> **AIM 1**: Which David O. Russell film does the review of Joy name as among the best films of 1999?

The biopic of a home shopping success story is an incoherent misfire.

Joy to you, and me.
Joy to you, and me.
David O. Russell is the kind of cat who is operating to the beat of his own drum. There is nothing wrong with this, the very idea of being a cinematic iconoclast is appealing in many ways. Three Kings was among the best films of 1999. The Fighter, just as strong, and Silver Linings Playbook showed a keen insight into the troubled lives of middle America. Then again, American Hustle was an incoherent mess.

Joy is a film which displays Russell’s work as an auteur, and one whose films have evolved to share similar thematic threads – essentially revolving around success and fulfillment, rising above your station. The American dream, basically. However, when all is said and done, it’s very hard to pin down exactly what Joy is. A biopic, sure. But it lacks focus, is tonally uneven and is wholly undisciplined. It is quite literally all over the place.

> **EXCERPTED RECORDS**:
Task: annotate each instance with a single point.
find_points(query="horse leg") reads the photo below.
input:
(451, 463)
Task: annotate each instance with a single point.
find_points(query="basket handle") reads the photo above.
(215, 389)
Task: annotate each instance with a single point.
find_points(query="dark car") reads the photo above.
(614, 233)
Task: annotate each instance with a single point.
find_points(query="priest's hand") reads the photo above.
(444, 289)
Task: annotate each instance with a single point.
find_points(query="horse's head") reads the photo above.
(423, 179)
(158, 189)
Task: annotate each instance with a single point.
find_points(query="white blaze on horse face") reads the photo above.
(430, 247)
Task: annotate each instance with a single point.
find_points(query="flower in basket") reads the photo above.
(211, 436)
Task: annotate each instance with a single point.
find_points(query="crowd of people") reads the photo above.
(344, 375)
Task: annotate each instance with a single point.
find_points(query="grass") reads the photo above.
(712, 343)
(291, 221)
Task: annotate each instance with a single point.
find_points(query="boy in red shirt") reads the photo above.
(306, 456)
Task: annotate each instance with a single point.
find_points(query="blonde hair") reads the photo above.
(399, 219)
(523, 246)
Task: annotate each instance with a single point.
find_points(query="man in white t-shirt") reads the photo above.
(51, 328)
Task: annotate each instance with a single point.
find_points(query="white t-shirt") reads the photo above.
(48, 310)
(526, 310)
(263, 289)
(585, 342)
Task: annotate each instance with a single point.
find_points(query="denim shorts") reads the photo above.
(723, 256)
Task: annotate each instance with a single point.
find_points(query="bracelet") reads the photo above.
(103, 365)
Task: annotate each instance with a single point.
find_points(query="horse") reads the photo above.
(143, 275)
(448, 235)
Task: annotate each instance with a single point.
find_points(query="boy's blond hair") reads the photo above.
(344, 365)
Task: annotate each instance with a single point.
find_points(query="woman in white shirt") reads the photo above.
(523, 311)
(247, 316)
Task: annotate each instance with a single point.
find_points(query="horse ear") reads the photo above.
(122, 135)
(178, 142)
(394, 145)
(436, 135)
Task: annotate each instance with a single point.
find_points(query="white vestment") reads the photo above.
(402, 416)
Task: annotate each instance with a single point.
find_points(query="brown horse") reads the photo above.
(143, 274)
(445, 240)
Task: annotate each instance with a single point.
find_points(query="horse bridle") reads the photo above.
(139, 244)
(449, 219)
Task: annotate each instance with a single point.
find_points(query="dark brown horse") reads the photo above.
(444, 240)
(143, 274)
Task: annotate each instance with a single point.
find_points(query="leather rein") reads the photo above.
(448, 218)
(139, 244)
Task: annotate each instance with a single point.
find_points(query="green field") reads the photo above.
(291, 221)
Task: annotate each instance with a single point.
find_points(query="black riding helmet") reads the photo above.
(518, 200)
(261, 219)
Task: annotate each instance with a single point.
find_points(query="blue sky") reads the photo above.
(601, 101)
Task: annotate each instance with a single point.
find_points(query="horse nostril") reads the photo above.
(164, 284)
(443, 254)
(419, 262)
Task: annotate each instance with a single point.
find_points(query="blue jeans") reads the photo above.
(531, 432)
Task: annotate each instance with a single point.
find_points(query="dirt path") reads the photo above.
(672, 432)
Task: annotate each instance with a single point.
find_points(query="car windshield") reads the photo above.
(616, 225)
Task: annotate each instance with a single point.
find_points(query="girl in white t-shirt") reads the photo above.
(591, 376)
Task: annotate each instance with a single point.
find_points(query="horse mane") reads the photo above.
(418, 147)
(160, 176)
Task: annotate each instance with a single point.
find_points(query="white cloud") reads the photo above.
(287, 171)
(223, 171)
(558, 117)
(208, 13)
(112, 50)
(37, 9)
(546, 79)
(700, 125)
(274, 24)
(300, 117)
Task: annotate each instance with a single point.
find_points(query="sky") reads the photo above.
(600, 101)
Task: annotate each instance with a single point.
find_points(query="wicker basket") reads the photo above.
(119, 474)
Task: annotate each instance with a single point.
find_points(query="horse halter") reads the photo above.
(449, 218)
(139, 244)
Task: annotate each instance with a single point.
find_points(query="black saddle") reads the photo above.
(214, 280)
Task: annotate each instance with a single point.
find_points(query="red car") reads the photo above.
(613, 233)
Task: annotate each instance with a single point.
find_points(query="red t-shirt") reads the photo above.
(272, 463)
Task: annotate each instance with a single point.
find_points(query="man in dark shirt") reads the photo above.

> **AIM 2**: Return each line of the listing above that contains the string "brown".

> **EXPECTED OUTPUT 1**: Three Kings.

> **EXPECTED OUTPUT 2**:
find_points(query="brown horse") reads the photo above.
find_points(query="dark brown horse") reads the photo above.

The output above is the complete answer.